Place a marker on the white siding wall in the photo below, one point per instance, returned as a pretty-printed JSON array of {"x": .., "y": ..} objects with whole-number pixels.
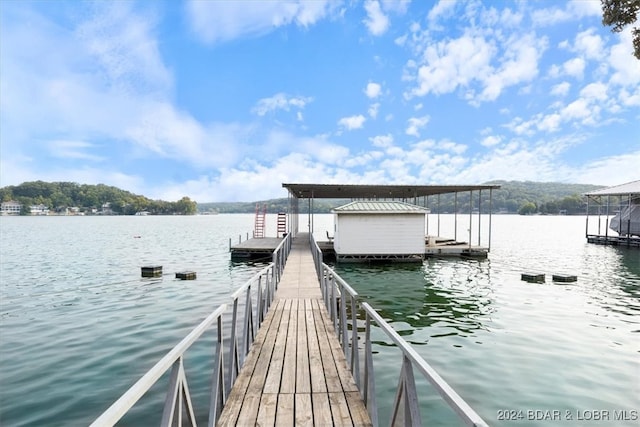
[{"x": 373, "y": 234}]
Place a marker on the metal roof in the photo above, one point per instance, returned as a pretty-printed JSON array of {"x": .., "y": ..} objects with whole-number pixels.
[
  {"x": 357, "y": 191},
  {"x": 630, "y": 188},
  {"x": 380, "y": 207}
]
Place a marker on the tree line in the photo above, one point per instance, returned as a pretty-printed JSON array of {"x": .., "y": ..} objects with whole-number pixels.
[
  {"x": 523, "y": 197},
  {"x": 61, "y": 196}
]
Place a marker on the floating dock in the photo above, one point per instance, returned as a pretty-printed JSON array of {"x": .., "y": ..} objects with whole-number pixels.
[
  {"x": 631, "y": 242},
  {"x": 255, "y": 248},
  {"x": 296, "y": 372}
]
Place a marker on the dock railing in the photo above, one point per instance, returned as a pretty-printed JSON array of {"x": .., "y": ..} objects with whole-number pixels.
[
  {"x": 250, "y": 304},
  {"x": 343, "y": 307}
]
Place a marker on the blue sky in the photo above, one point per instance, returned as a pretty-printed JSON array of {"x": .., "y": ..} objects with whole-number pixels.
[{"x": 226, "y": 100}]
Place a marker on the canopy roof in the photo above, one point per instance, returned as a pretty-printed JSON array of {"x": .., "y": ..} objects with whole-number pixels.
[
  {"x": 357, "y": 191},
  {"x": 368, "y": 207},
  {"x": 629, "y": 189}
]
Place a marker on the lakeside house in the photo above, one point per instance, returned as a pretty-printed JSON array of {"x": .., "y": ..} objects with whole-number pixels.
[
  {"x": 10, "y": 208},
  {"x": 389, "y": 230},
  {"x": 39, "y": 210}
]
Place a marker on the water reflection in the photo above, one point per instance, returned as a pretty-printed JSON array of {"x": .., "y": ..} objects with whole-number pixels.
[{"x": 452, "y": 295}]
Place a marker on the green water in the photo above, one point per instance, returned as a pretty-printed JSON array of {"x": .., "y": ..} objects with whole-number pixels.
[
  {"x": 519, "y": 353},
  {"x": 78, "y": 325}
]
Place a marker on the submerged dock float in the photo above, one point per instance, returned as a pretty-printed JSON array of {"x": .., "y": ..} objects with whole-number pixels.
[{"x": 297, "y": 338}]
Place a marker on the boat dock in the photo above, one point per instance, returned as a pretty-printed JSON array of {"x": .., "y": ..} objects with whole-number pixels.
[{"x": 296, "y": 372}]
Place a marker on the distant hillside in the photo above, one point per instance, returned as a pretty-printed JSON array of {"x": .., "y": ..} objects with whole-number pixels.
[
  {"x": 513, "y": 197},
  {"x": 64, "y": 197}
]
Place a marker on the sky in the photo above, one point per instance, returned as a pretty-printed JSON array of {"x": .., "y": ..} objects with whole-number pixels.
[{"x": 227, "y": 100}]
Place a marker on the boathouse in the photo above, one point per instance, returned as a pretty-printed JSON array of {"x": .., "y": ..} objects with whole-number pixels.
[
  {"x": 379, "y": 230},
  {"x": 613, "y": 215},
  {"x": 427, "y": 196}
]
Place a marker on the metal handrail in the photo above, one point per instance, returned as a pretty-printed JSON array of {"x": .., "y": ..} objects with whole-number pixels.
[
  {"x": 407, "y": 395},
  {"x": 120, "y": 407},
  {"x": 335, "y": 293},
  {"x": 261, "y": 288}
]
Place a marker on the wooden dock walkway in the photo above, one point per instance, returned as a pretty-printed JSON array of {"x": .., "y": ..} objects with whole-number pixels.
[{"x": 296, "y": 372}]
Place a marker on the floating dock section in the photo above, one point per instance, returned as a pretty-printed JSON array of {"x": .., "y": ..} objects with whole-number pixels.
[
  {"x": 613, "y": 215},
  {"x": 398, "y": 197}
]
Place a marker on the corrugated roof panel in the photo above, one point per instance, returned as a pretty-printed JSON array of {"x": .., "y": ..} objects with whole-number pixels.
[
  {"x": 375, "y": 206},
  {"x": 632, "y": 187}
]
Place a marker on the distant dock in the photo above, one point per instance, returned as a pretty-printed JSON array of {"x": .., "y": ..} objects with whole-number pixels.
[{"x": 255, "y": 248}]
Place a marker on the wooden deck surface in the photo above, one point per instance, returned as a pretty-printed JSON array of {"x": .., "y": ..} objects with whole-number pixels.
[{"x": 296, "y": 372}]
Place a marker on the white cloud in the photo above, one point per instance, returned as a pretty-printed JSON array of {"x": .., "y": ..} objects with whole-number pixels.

### OBJECTIVE
Quote the records in full and exactly; skip any image.

### RESULT FOR THIS EXERCISE
Place a marker on the white siding wall in the photo below, one point per instance, returned as a pretty-printed JSON array of {"x": .., "y": ..} objects with whole-number pixels.
[{"x": 373, "y": 234}]
Place a marker on the metal roof in the photo above, one point per instance, returned as a pretty-printed JSON array of {"x": .., "y": ..} objects with whole-number pixels.
[
  {"x": 357, "y": 191},
  {"x": 630, "y": 188},
  {"x": 380, "y": 207}
]
Place a marker on the tree line in the photo above, one point per instance, returned as a pretty-printed JSON array of {"x": .., "y": ..} objects with whole-number pixels.
[
  {"x": 523, "y": 197},
  {"x": 61, "y": 196}
]
Place a marker on the floating dock in the photo above, one point per instance, returned as a pretty-printed JSON array of {"x": .., "y": ..} objects with whole-number pixels.
[
  {"x": 631, "y": 242},
  {"x": 255, "y": 248},
  {"x": 296, "y": 372}
]
Place a marker on the dock railing in the photo above, one point per instance, returned as a pretty-printed JSON array of {"x": .., "y": ..} objects with whole-number pixels.
[
  {"x": 250, "y": 304},
  {"x": 343, "y": 307}
]
Place a marker on the blue sky in the photo above, one point per instance, returned as a pretty-printed JSON array of {"x": .., "y": ..} objects with whole-number pixels.
[{"x": 226, "y": 100}]
Place a marker on the canopy roof in the photo above, one point per instance, returned as a pretty-printed JSON array of {"x": .., "y": ..} objects with whole-number pixels.
[
  {"x": 357, "y": 191},
  {"x": 368, "y": 207},
  {"x": 629, "y": 189}
]
Place a marker on the lakeside house in the photo above, one point per instance, returned as a pretty-printed JSON array of {"x": .., "y": ..} objects with whole-number pixels.
[
  {"x": 10, "y": 208},
  {"x": 389, "y": 230},
  {"x": 39, "y": 210}
]
Place a marker on the water reflection in the photo above, one point per instance, returned as a pretty-printed JSON array of {"x": .., "y": ..} objects with whole-number pixels.
[{"x": 452, "y": 295}]
Place a marker on the green water in the photo above, one point per instance, returned as a pretty-printed JSON array of {"x": .., "y": ..} objects with whole-number pixels.
[
  {"x": 519, "y": 353},
  {"x": 78, "y": 325}
]
Place a marker on the submerged dock float in the photo above, one point per instance, returned as a pretty-printed JSON array of {"x": .., "y": ..} objects with whole-number pixels.
[{"x": 297, "y": 338}]
Place a marker on the boat dock in the photo above, one point per instance, returned as a pretty-printed JSON array of {"x": .., "y": ..} objects with whole-number pixels.
[{"x": 296, "y": 372}]
Place a marker on the distant hillside in the photo above, one point per instance, returned as a pretty-printed JSON array of {"x": .., "y": ..} objects with whole-number pixels.
[
  {"x": 513, "y": 197},
  {"x": 64, "y": 197}
]
Place a marker on the sky in the photo above, one point per instance, returned as a pretty-printed JSON array of {"x": .., "y": ..} objects with whole-number pixels.
[{"x": 227, "y": 100}]
Place a marker on the boathouse in the photo above, one point per instance, returned as a pretty-printed JSON array of {"x": .., "y": ..} objects with whole-number pixels.
[
  {"x": 379, "y": 230},
  {"x": 613, "y": 215},
  {"x": 427, "y": 196}
]
Place a marker on the metal handrail in the photo above, one point per instance, returned as a pretty-printed JSON array of {"x": .., "y": ..} objects with whole-number pixels.
[
  {"x": 407, "y": 395},
  {"x": 120, "y": 407},
  {"x": 335, "y": 293},
  {"x": 261, "y": 288}
]
Place a marker on the wooden dock walkway in the photo above, one point per instance, returned as a pretty-printed JSON array of {"x": .., "y": ..} objects with whole-number pixels.
[{"x": 296, "y": 372}]
Place a marker on the floating dock section in the photo above, one point per instance, returned as a pretty-printed JSON array of {"x": .., "y": ..} objects with whole-number pixels.
[
  {"x": 613, "y": 215},
  {"x": 398, "y": 197}
]
Place a marker on the corrugated roof panel in the photo above, one point per instance, returned as a pretty-printed JSON array of {"x": .., "y": ..} objects with whole-number pixels.
[
  {"x": 375, "y": 206},
  {"x": 632, "y": 187}
]
Place a marker on the distant dock in the photo above, one point per instance, returned as a pretty-printed JSON array of {"x": .., "y": ..} objects with whole-number pixels.
[{"x": 255, "y": 248}]
Place a marker on the wooden deck surface in the photo above, one point per instance, returned as a pretty-printed JSON array of {"x": .., "y": ..} objects with whole-number pixels.
[{"x": 296, "y": 372}]
Place a marker on the white cloud in the photo above, one point per instance, returned as a pretty-printed JSON array of {"x": .., "y": ..} objects with whole-number pixels.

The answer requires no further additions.